- _WORK TO DO_: Write the material out again in full, exactly.

- _RECORDS FOR THE TASK_:
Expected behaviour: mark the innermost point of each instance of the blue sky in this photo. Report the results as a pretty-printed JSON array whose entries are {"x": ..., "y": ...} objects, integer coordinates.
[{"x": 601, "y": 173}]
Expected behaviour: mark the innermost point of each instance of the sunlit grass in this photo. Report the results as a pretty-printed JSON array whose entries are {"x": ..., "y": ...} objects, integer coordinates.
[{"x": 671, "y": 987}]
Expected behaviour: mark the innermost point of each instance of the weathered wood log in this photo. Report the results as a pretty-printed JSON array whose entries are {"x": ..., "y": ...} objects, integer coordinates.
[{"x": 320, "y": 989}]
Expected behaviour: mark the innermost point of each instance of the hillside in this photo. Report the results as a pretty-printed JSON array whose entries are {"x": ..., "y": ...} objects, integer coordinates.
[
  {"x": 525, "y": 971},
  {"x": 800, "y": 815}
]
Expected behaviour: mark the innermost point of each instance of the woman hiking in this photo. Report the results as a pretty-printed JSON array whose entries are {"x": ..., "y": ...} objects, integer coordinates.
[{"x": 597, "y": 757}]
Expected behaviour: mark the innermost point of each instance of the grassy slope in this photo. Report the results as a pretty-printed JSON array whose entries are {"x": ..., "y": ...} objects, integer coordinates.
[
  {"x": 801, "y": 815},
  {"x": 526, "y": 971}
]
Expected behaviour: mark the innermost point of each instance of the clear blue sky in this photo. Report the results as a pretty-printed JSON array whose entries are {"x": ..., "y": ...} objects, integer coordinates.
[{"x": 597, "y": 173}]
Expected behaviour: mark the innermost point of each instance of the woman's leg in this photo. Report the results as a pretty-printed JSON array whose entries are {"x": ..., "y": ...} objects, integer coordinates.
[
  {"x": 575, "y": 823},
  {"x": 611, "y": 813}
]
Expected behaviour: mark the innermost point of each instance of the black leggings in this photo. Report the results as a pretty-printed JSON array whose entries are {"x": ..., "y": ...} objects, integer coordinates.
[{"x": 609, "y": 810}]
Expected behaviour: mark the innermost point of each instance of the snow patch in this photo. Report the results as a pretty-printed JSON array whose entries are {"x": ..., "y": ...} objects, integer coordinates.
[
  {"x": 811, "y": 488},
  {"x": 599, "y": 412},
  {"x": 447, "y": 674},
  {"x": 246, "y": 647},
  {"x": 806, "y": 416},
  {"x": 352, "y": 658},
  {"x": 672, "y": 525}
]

- _OUTPUT FOR THIS TASK_:
Expected behaviour: mark the innermost point of each instance of the blue sky in this photo. Report the results as a pretty-printed JSON array whose entries are {"x": ..., "y": ...} objects, integer coordinates.
[{"x": 601, "y": 173}]
Expected behaviour: mark the innermost point of each instance of the sunlit grass in this photo. Report the results as a pretty-printed JSON array whose entries are {"x": ..., "y": ...} objects, integer coordinates.
[{"x": 671, "y": 987}]
Expected behaviour: mark the innermost point of each instance of the weathered wood log in this photo. Report the results as a pretty-printed JSON array whose entries are {"x": ..., "y": ...} objects, integer coordinates.
[{"x": 320, "y": 989}]
Expected behaviour: mark the innermost point of each instance of the hillside in this photo. Report the results as a pretty-printed JSON array whose entries are {"x": ..., "y": ...} objects, integer coordinates.
[
  {"x": 525, "y": 971},
  {"x": 800, "y": 815}
]
Expected behaviour: mark the innermost point of each instance of the woman hiking in this photo. Report the results as a pretty-printed JSON array whose entries are {"x": ..., "y": ...} objects, integer coordinates.
[{"x": 597, "y": 757}]
Expected behaviour: mark the innermost point of each instance of the grassy slope in this photo. Report the results as a pretty-printed JSON array whose entries are {"x": ..., "y": ...} objects, integer coordinates.
[
  {"x": 801, "y": 815},
  {"x": 526, "y": 971}
]
Expected behaviour: mark the innermost point of each instance of the clear blue sky in this photo. Report the results as a pretty-printed JSON array whose entries are {"x": ..., "y": ...} objects, integer coordinates.
[{"x": 597, "y": 173}]
Expected behaviour: mark the innermost point of each instance of the woman's leg in this photo. Report the results as a pretty-printed JSON array whose entries are {"x": ..., "y": ...} objects, integer coordinates.
[
  {"x": 575, "y": 823},
  {"x": 611, "y": 813}
]
Expected behaviour: mark the innermost point of each instance of the black leggings in this photo. Report the results as a pretty-printed JSON array whose entries are {"x": ..., "y": ...} objects, integer coordinates.
[{"x": 609, "y": 810}]
Expected behaviour: mark the innermost point of each instance of the snow patch in this photo. Report the results as a pretty-printed JSON array whose entries are {"x": ..., "y": ...} objects, integer coordinates.
[
  {"x": 811, "y": 488},
  {"x": 599, "y": 412},
  {"x": 447, "y": 674},
  {"x": 246, "y": 647},
  {"x": 806, "y": 416},
  {"x": 352, "y": 658},
  {"x": 672, "y": 525}
]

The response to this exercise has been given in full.